ТРЕБУЕМЫЕ ДЕЙСТВИЯ:
1. Ответьте на вопросы по фрагменту об Эткинде:
(а) Когда Эткинд уехал во Францию?
(б) Кто сидел за переводческим «круглым столом» на чтениях в Европейском?
(в) Что Эткинд получил сразу после отъезда во Францию?
2. Перепечатайте без изменений часть фрагмента об Эткинде, которая начинается словами, содержащими «Прочитано: 86% |», и заканчивается словами «Аполлинера Михаил Яснов.».

ФРАГМЕНТ ТЕКСТА:

◆ ◆ ◆ ◆ ◆ ◆ ◆

«««Назад | Оглавление | Каталог библиотеки | Далее»»»
Прочитано: 86% |
Слыл Эткинд также отличным лектором, но это впечатление было как раз ложным: успех эткиндовских лекций определялся упоминанием и обильным цитированием полузапрещенных тогда поэтов - Ахматовой, Гумилёва, Мандельштама. Тогда как ораторское искусство самого Эткинда, равно как и содержательную сторону его лекций, точнее всего характеризует формула "слюни и сопли". С юности войдя в клиентелу прославленного Виктора Максимовича Жирмунского, Эткинд в шестидесятые сформировал собственную - ученики, переводчицы, "наши общие маленькие любимицы", однорукие, хромые, косые, бездарные и безмозглые... На чтениях в Европейском был проведён и переводческий "круглый стол", за которым в гордом одиночестве восседал тогдашний литературный секретарь и всегдашний фаворит Эткинда, переводчик Лапцуя и Аполлинера Михаил Яснов.
Ровно тридцать лет назад судьба Ефима Григорьевича драматически переломилась. Его выгнали с работы и из Союза писателей, лишили учёных степеней доктора и кандидата наук. Оставались, правда, квартира, дача, машина, библиотека и заказы на переводы, но КГБ жал, пугал, шантажировал - и в октябре 1974-го Ефим Григорьевич подался во Францию. О масштабах постигшей его катастрофы косвенно свидетельствует тот факт, что на взятку за приём по "правильной цене" части эткиндовской библиотеки товаровед "Старой книги" купил новые "Жигули".
Диссидентом Эткинд, разумеется, не был. А кем был? Обыкновенным советским евреем. Ловкачом и анекдотчиком. Был умеренно дерзким приспособленцем, исповедующим принцип: делать всё, что дозволено, и чуточку сверх того. Эта "чуточка" его и сгубила. Хотя что значит "сгубила"? Пару его подельников по подготовке самиздатского собрания сочинений будущего нобелевского лауреата посадили, одна несчастная (перепечатывавшая другого нобелевского лауреата) покончила с собой, а Эткинд отбыл во Францию в ореоле защитника Бродского и личного друга Солженицына - и тут же получил университетскую кафедру.

◆ ◆ ◆ ◆ ◆ ◆ ◆

Записи с точечной разметкой
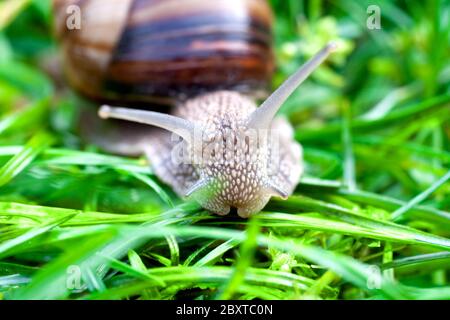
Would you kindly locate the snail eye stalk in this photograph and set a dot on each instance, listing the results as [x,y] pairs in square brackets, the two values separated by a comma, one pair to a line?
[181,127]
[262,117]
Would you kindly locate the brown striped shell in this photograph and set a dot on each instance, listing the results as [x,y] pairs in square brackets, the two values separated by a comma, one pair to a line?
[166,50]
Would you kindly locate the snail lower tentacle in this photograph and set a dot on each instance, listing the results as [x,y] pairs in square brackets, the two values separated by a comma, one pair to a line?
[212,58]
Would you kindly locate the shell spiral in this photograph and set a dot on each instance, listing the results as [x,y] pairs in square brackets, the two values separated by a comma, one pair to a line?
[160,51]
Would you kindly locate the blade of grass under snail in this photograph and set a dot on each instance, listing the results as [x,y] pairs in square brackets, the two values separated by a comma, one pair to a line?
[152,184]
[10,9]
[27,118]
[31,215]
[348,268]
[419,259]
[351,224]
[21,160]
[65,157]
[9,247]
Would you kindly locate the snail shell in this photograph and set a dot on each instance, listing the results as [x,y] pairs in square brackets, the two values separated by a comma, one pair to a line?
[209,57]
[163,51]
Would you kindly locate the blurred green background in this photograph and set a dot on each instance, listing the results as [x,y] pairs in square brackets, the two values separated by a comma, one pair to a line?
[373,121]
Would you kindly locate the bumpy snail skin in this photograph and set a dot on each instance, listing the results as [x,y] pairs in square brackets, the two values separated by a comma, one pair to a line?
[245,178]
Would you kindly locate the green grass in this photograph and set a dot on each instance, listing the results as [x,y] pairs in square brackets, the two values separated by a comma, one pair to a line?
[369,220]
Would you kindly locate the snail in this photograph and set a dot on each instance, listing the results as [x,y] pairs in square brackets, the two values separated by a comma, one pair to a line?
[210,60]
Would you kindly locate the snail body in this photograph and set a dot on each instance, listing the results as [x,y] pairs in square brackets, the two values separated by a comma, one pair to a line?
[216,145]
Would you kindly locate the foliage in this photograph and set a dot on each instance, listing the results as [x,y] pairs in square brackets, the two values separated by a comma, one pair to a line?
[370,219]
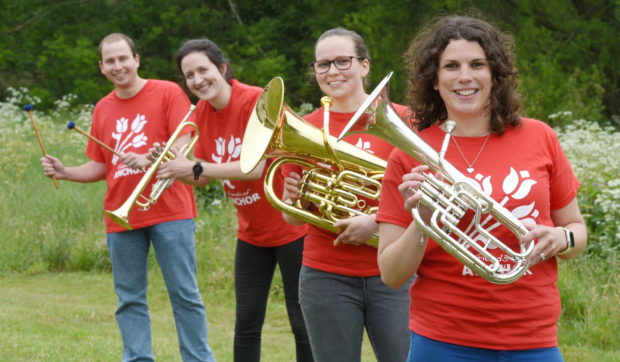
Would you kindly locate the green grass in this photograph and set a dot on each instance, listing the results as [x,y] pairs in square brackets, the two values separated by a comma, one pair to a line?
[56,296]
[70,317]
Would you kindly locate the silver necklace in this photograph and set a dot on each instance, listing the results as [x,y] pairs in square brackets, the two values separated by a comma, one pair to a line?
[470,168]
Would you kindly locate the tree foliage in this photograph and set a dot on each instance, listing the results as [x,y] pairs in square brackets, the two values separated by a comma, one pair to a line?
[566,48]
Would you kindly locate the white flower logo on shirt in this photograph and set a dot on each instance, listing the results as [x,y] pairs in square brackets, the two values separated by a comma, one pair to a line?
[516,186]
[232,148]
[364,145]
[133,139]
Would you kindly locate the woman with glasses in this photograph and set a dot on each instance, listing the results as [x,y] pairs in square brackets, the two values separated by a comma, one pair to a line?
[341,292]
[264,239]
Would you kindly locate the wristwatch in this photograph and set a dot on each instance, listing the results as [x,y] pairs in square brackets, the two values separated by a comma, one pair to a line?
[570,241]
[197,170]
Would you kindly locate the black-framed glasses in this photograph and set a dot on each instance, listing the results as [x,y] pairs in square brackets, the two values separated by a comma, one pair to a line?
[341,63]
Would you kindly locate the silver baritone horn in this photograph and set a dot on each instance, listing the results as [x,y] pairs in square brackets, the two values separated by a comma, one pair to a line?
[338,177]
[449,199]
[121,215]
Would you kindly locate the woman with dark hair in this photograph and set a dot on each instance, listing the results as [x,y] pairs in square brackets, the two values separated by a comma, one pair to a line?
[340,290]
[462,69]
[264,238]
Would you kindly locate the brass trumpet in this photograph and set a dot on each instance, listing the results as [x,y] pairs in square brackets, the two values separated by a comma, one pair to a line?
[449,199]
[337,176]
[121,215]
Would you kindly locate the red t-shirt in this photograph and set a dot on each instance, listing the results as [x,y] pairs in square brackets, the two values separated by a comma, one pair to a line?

◆ ◆ ◆ ◆ ◆ ◆ ◆

ОТВЕТЫ К ЗАДАНИЯМ:
1.
(а) В октябре 1974 года.
(б) Михаил Яснов.
(в) Университетскую кафедру.

2.
Прочитано: 86% |
Слыл Эткинд также отличным лектором, но это впечатление было как раз ложным: успех эткиндовских лекций определялся упоминанием и обильным цитированием полузапрещенных тогда поэтов - Ахматовой, Гумилёва, Мандельштама. Тогда как ораторское искусство самого Эткинда, равно как и содержательную сторону его лекций, точнее всего характеризует формула "слюни и сопли". С юности войдя в клиентелу прославленного Виктора Максимовича Жирмунского, Эткинд в шестидесятые сформировал собственную - ученики, переводчицы, "наши общие маленькие любимицы", однорукие, хромые, косые, бездарные и безмозглые... На чтениях в Европейском был проведён и переводческий "круглый стол", за которым в гордом одиночестве восседал тогдашний литературный секретарь и всегдашний фаворит Эткинда, переводчик Лапцуя и Аполлинера Михаил Яснов.